• [Data provided]:
==*==

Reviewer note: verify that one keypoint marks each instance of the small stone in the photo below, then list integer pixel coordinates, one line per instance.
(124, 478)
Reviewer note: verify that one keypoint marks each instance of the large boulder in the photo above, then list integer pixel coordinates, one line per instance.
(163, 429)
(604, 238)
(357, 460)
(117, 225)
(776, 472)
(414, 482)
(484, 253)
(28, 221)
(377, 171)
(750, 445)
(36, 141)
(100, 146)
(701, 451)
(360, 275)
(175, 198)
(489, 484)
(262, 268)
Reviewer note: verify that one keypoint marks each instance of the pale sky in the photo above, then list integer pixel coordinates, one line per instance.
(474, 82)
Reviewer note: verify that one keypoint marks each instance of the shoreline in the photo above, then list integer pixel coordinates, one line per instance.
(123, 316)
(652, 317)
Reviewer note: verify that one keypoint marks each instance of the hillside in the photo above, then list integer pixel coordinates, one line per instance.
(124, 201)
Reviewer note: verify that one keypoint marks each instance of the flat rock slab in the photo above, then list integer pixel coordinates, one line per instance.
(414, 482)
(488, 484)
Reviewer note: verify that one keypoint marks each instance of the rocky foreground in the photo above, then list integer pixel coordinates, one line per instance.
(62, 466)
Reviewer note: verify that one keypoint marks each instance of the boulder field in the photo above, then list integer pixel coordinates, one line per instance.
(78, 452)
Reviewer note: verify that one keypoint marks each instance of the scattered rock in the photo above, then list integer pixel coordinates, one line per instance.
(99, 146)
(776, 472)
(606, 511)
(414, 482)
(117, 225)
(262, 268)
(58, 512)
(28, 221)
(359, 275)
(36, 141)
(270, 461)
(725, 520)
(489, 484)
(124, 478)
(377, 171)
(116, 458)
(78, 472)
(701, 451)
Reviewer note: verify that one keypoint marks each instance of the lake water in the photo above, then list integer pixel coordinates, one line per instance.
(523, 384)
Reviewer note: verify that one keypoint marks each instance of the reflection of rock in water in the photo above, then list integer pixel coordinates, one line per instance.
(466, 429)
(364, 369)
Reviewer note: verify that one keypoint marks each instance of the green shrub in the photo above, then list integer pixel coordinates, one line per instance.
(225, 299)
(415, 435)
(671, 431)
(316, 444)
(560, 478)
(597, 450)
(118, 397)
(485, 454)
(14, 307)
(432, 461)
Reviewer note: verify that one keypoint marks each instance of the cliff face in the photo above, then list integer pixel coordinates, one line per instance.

==*==

• [The exercise]: Every entry in the listing must be retyped exactly.

• [Full answer]:
Reviewer note: verify that one keypoint marks each instance of the small stone in the photo below, then list integer pixel coordinates, one line per instance.
(124, 478)
Reviewer note: verify that one keypoint marks each instance of the large boulder in the photo above, then list integer pixel coordinates, one line per instance.
(163, 429)
(604, 238)
(357, 460)
(117, 225)
(776, 472)
(414, 482)
(484, 253)
(28, 221)
(377, 171)
(750, 445)
(36, 141)
(100, 146)
(701, 451)
(360, 275)
(175, 198)
(489, 484)
(262, 268)
Reviewer note: verify that one keypoint marks each instance of the pale sky in the photo above, then list integer pixel coordinates, one line per instance.
(474, 82)
Reviewer note: verify that one keypoint marks each instance of the shoreline in the photo above, then list integer pixel coordinates, one line per instance.
(123, 316)
(652, 317)
Reviewer note: verify that one keypoint marks each instance of the hillside in the photo above, then list integer pixel coordinates, one line per instance.
(124, 201)
Reviewer note: verify that one keypoint marks each instance of the flat rock slab in the photo above, then list integer pixel coordinates, one line per instance.
(414, 482)
(488, 484)
Reviewer note: verify that one keypoint marks each instance of the rocky foreground in the photo above, then list integer pixel coordinates, one line per instance.
(62, 466)
Reviewer note: verify that one keypoint marks each instance of the boulder field in the photo above, then list integer pixel coordinates, one line per instance.
(78, 452)
Reviewer note: verify that one keypoint marks each instance of the scattered rock in the photo above, then list integer pixel coordinates, one line per instance.
(99, 146)
(776, 472)
(606, 511)
(414, 482)
(117, 225)
(262, 268)
(58, 512)
(28, 221)
(359, 275)
(36, 141)
(270, 461)
(725, 520)
(489, 484)
(124, 478)
(377, 171)
(116, 458)
(78, 472)
(701, 451)
Reviewer note: verify that one keypoint marks each instance of the lake water in the photo above, then list integer pixel coordinates, one line per instance.
(523, 384)
Reviewer note: verify that one keypoint marks each instance of the reflection of rock in water in the photo above, then list integer pixel coordinates, one line per instance.
(466, 429)
(364, 369)
Reviewer note: verify that one keypoint marks each instance of the green shrub in the photo above, then list integer pixel coordinates, one line per instance.
(225, 299)
(415, 435)
(671, 431)
(316, 444)
(560, 478)
(597, 450)
(118, 397)
(485, 454)
(14, 307)
(432, 461)
Reviewer note: verify that one keypoint marks each instance of the cliff face in the photo above, then list integer pixel coordinates, one line per instance.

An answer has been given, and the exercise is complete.